=== Task to complete ===
Repeat only the lines below from the one containing "Target: red and white fire truck" through the one containing "Target: pine tree", inclusive, exactly as written.

Recorded data
════
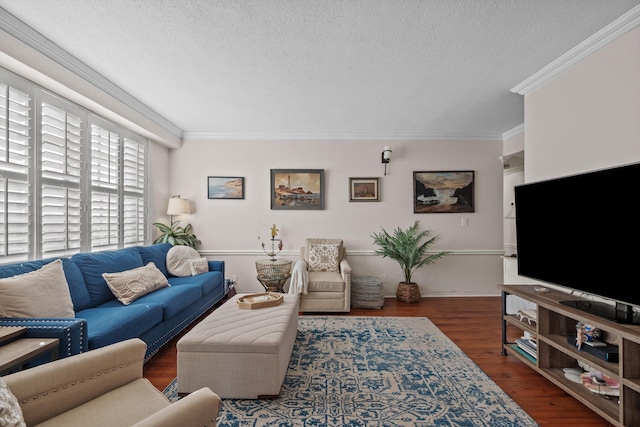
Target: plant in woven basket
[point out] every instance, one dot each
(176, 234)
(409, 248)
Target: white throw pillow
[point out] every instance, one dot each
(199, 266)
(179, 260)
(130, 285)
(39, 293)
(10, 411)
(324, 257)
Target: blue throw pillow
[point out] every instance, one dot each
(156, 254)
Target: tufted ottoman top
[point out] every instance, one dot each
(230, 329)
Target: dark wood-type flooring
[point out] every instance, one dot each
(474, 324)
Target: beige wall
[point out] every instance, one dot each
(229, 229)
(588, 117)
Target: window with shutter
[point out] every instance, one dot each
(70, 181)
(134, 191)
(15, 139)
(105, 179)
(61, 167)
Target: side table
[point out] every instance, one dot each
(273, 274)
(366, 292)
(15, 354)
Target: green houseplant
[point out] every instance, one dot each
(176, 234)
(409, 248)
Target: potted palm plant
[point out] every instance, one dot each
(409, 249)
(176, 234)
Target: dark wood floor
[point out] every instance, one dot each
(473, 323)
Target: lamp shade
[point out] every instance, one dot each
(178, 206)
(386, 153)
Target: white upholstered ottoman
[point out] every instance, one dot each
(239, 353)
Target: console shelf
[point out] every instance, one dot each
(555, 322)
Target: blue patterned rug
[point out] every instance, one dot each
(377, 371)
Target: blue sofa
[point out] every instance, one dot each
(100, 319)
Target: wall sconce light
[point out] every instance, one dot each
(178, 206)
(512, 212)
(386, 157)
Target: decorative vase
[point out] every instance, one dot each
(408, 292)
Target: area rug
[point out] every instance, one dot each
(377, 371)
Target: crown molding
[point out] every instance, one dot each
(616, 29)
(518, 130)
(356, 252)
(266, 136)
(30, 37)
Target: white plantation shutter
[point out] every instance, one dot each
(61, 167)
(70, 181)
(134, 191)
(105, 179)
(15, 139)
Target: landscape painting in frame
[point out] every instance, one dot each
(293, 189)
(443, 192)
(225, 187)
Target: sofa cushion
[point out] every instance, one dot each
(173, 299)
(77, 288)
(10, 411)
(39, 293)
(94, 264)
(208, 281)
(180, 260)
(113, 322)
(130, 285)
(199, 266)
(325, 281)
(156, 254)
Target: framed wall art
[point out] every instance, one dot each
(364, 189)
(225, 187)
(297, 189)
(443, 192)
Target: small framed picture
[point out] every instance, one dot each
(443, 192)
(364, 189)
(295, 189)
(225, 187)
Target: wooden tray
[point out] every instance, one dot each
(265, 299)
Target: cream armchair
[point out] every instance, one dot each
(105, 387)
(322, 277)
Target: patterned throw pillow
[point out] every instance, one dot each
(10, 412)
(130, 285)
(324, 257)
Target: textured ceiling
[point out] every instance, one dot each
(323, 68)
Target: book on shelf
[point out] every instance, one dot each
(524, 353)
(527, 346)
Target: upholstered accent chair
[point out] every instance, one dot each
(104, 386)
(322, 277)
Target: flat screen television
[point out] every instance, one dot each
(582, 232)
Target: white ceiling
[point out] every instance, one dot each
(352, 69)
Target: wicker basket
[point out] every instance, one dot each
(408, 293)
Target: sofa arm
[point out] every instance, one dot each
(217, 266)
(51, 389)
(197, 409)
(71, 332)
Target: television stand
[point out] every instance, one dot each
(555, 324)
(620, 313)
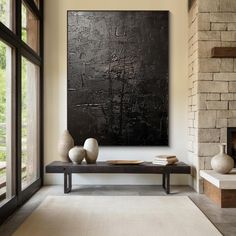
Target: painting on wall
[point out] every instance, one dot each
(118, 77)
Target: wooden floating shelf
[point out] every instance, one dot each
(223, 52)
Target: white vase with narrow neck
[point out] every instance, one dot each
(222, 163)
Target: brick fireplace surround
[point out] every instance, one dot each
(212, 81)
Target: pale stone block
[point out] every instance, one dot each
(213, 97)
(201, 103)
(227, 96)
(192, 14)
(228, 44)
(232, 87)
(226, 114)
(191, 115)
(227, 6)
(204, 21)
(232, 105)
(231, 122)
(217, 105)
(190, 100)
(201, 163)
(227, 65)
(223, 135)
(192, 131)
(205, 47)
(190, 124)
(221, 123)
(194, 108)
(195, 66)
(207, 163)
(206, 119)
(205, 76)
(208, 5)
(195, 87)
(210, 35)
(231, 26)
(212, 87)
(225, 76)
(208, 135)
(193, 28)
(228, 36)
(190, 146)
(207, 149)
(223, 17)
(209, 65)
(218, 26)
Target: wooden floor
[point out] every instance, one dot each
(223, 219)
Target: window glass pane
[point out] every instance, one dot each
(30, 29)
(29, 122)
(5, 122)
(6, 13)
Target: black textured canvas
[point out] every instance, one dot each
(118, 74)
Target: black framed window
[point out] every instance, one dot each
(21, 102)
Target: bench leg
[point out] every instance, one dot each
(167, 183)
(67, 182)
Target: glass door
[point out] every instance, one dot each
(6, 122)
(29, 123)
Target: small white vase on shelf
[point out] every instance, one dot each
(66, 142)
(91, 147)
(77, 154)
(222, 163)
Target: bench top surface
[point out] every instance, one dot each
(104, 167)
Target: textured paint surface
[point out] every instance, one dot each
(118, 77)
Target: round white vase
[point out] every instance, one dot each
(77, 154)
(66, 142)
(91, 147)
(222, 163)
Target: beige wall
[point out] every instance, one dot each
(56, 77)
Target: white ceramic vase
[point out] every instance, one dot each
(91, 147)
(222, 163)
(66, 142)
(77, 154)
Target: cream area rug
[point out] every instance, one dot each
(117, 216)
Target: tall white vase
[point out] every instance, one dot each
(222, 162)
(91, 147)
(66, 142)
════
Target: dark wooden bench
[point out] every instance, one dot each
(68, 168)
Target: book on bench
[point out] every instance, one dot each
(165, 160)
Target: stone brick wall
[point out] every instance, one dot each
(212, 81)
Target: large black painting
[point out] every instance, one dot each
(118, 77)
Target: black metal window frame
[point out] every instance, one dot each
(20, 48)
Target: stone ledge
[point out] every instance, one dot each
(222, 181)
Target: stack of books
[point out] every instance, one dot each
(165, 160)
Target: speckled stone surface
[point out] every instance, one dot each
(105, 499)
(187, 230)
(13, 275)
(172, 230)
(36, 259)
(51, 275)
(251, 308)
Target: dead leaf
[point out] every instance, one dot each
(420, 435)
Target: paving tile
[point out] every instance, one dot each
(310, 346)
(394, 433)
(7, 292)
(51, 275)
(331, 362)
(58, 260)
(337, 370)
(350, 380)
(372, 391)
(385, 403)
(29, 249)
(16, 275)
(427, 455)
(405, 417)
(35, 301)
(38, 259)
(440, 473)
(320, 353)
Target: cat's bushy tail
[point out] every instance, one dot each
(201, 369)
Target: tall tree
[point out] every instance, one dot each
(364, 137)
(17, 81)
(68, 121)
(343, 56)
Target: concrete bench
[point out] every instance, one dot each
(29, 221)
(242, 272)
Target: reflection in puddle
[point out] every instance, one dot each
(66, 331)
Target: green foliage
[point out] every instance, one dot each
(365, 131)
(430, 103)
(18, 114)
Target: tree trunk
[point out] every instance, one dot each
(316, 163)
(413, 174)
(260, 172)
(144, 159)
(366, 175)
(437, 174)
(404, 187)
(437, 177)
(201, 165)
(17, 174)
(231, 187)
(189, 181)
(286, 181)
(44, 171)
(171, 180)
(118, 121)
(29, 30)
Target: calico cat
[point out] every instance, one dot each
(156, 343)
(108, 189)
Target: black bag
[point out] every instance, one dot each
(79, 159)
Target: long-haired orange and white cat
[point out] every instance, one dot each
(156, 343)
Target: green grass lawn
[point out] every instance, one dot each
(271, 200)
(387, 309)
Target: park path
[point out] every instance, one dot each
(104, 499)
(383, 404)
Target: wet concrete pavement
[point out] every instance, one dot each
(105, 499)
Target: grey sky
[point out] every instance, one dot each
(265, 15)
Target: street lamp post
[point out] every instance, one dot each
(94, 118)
════
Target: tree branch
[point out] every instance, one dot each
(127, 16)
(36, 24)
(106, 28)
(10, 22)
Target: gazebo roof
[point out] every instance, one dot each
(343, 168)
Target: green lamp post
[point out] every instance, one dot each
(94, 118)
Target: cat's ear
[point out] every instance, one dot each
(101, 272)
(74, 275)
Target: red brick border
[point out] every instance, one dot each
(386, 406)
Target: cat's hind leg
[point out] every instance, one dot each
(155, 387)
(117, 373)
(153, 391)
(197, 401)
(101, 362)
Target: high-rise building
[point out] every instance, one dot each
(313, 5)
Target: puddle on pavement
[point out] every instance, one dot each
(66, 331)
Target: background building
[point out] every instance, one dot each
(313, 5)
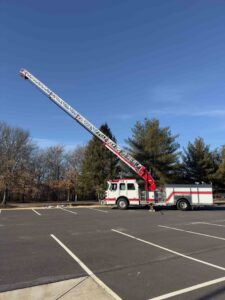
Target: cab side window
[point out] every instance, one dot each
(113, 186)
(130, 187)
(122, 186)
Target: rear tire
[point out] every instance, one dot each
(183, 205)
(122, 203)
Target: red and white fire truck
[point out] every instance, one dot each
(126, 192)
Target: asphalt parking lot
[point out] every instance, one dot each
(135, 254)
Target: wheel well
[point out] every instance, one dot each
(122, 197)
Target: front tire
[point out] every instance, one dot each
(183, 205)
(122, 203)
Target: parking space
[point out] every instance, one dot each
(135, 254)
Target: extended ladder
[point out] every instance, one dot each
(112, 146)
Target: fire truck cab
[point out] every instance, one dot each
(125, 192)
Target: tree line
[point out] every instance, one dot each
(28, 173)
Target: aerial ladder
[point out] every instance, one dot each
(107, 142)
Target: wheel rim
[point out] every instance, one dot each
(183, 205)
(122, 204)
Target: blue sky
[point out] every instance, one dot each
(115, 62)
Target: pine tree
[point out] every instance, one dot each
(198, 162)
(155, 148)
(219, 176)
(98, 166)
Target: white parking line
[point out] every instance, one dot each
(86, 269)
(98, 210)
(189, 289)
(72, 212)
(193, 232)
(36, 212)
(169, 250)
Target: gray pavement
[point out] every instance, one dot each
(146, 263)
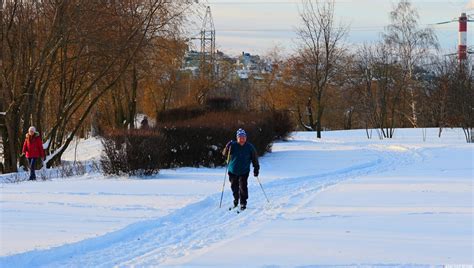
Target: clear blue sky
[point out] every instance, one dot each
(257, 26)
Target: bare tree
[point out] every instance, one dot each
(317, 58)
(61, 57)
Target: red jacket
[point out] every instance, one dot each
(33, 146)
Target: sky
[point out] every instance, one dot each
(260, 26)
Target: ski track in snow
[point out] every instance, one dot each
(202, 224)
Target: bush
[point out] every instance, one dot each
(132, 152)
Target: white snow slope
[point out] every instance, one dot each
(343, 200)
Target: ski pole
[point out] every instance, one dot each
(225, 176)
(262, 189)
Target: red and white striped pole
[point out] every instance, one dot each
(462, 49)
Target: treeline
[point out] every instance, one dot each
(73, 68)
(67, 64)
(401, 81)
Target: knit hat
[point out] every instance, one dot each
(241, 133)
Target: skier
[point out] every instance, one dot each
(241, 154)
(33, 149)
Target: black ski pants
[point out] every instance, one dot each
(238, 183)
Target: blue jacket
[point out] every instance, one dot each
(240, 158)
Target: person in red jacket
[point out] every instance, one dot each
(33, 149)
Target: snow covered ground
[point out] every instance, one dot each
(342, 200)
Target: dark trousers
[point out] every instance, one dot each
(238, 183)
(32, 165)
════
=== Finished task ===
Target: red and white fire truck
[point out] every instance, one dot each
(126, 192)
Target: asphalt parking lot
[point out] every instance, one dot each
(135, 254)
Target: wheel well
[point out] every instance, one dot each
(122, 197)
Target: front tire
[point out] every instance, one dot each
(183, 205)
(122, 203)
Target: parking space
[point out] every instance, one dot each
(135, 254)
Target: extended ladder
[point out] every instance, one dot each
(112, 146)
Target: fire truck cab
[point out] every instance, one dot each
(125, 192)
Target: tree line
[point out] every instance, one dot each
(28, 173)
Target: aerial ladder
[point out] every instance, one dot each
(107, 142)
Target: wheel rim
[point out] every instance, one dot each
(183, 205)
(122, 204)
Target: blue sky
[point out] every instance, one dot each
(115, 62)
Target: pine tree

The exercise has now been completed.